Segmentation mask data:
================================

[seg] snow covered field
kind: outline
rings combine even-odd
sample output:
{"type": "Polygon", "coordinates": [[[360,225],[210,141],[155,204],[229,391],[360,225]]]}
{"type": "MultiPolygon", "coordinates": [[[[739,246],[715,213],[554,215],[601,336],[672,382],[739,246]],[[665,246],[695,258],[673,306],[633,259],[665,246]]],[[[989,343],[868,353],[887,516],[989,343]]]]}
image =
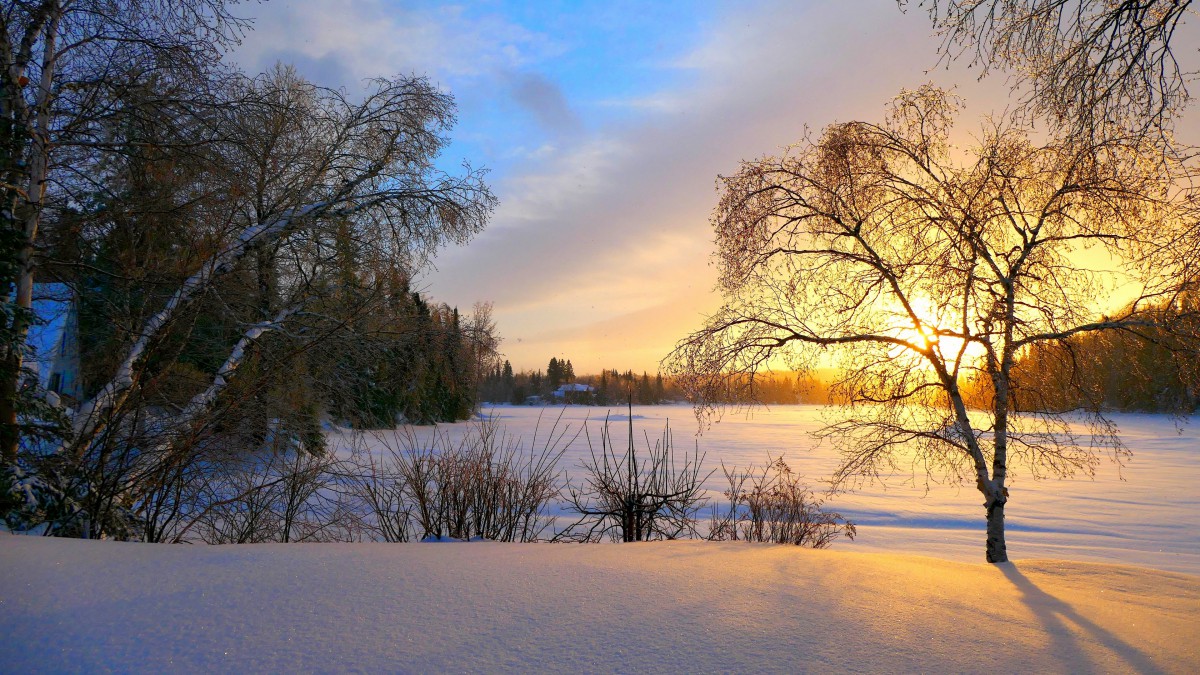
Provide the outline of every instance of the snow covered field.
{"type": "MultiPolygon", "coordinates": [[[[624,408],[487,408],[508,432],[525,439],[535,430],[545,438],[562,413],[561,425],[573,436],[587,421],[593,442],[611,410],[614,435],[624,438],[628,414],[624,408]],[[540,428],[539,428],[540,416],[540,428]]],[[[699,438],[692,409],[687,406],[635,406],[634,429],[639,439],[661,436],[669,419],[677,452],[699,441],[707,453],[705,465],[763,464],[767,453],[784,456],[814,490],[837,465],[828,445],[816,446],[809,432],[828,414],[819,406],[756,408],[752,415],[729,413],[699,438]]],[[[1006,510],[1008,551],[1015,560],[1053,558],[1121,563],[1161,570],[1200,574],[1200,419],[1182,426],[1164,415],[1120,414],[1113,418],[1133,458],[1123,469],[1102,460],[1095,479],[1033,480],[1017,467],[1010,475],[1006,510]]],[[[442,427],[461,433],[464,424],[442,427]]],[[[1080,432],[1086,432],[1080,429],[1080,432]]],[[[428,434],[428,428],[419,430],[428,434]]],[[[597,446],[598,447],[598,446],[597,446]]],[[[644,440],[639,447],[644,447],[644,440]]],[[[588,453],[580,435],[563,456],[562,467],[578,475],[580,459],[588,453]]],[[[707,483],[719,498],[718,470],[707,483]]],[[[897,475],[886,486],[866,485],[842,494],[828,506],[858,526],[858,537],[838,540],[847,551],[916,553],[949,560],[983,560],[982,497],[973,485],[926,484],[923,475],[897,475]]]]}
{"type": "Polygon", "coordinates": [[[5,672],[1195,672],[1200,577],[666,542],[0,538],[5,672]]]}
{"type": "MultiPolygon", "coordinates": [[[[526,438],[558,413],[490,412],[526,438]]],[[[572,407],[562,422],[604,414],[572,407]]],[[[652,439],[669,417],[676,448],[691,447],[689,408],[633,415],[652,439]]],[[[1117,421],[1134,451],[1122,474],[1018,474],[1005,565],[980,562],[974,489],[926,494],[912,476],[838,496],[859,538],[825,551],[4,535],[0,671],[1196,672],[1200,425],[1117,421]]],[[[700,447],[711,467],[782,453],[815,484],[836,463],[807,435],[820,422],[805,406],[730,415],[700,447]]],[[[563,467],[578,473],[585,453],[579,436],[563,467]]]]}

================================

» WHAT THIS TASK INVOLVES: Without the pictures, return each entry exactly as given.

» RESULT:
[seg] snow covered field
kind: outline
rings combine even-odd
sample output:
{"type": "Polygon", "coordinates": [[[360,225],[210,141],[155,204],[229,391],[360,225]]]}
{"type": "MultiPolygon", "coordinates": [[[[739,246],[715,213],[554,215],[601,336],[672,382],[739,246]],[[665,246],[695,258],[673,306],[633,259],[665,246]]],[[[989,343],[868,353],[887,516],[989,343]]]]}
image =
Provide the outline of every instance of the snow covered field.
{"type": "MultiPolygon", "coordinates": [[[[624,408],[487,408],[508,432],[525,439],[535,430],[545,438],[562,413],[561,425],[573,436],[587,421],[593,442],[611,410],[614,435],[624,438],[628,414],[624,408]],[[540,428],[539,428],[540,416],[540,428]]],[[[699,438],[692,409],[687,406],[635,406],[634,429],[639,439],[661,436],[669,419],[677,452],[699,441],[707,453],[705,465],[763,464],[767,453],[784,456],[814,490],[837,465],[828,445],[816,446],[809,432],[828,414],[819,406],[756,408],[752,415],[729,413],[699,438]]],[[[1006,510],[1008,551],[1015,560],[1053,558],[1121,563],[1161,570],[1200,574],[1200,419],[1182,426],[1164,415],[1120,414],[1113,418],[1133,458],[1123,469],[1102,460],[1095,479],[1033,480],[1017,467],[1010,475],[1006,510]]],[[[442,427],[461,433],[464,424],[442,427]]],[[[1080,432],[1086,432],[1080,429],[1080,432]]],[[[428,434],[428,428],[419,430],[428,434]]],[[[597,446],[598,447],[598,446],[597,446]]],[[[644,440],[639,447],[644,447],[644,440]]],[[[588,453],[580,435],[563,456],[562,467],[578,475],[580,459],[588,453]]],[[[707,483],[719,498],[718,470],[707,483]]],[[[897,475],[886,486],[866,485],[842,494],[828,506],[858,526],[858,537],[838,540],[847,551],[916,553],[949,560],[983,560],[982,497],[973,485],[926,484],[923,475],[897,475]]]]}
{"type": "Polygon", "coordinates": [[[5,672],[1195,672],[1200,577],[666,542],[0,538],[5,672]]]}
{"type": "MultiPolygon", "coordinates": [[[[526,438],[558,413],[490,412],[526,438]]],[[[572,407],[562,422],[604,414],[572,407]]],[[[652,439],[669,417],[676,448],[691,447],[689,408],[633,415],[652,439]]],[[[1117,421],[1134,451],[1122,474],[1018,474],[1005,565],[980,562],[974,489],[926,494],[912,476],[838,496],[859,538],[825,551],[4,535],[0,671],[1196,672],[1200,425],[1117,421]]],[[[700,447],[711,467],[782,453],[815,484],[836,463],[807,435],[820,422],[805,406],[730,415],[700,447]]],[[[563,467],[578,473],[585,453],[579,436],[563,467]]]]}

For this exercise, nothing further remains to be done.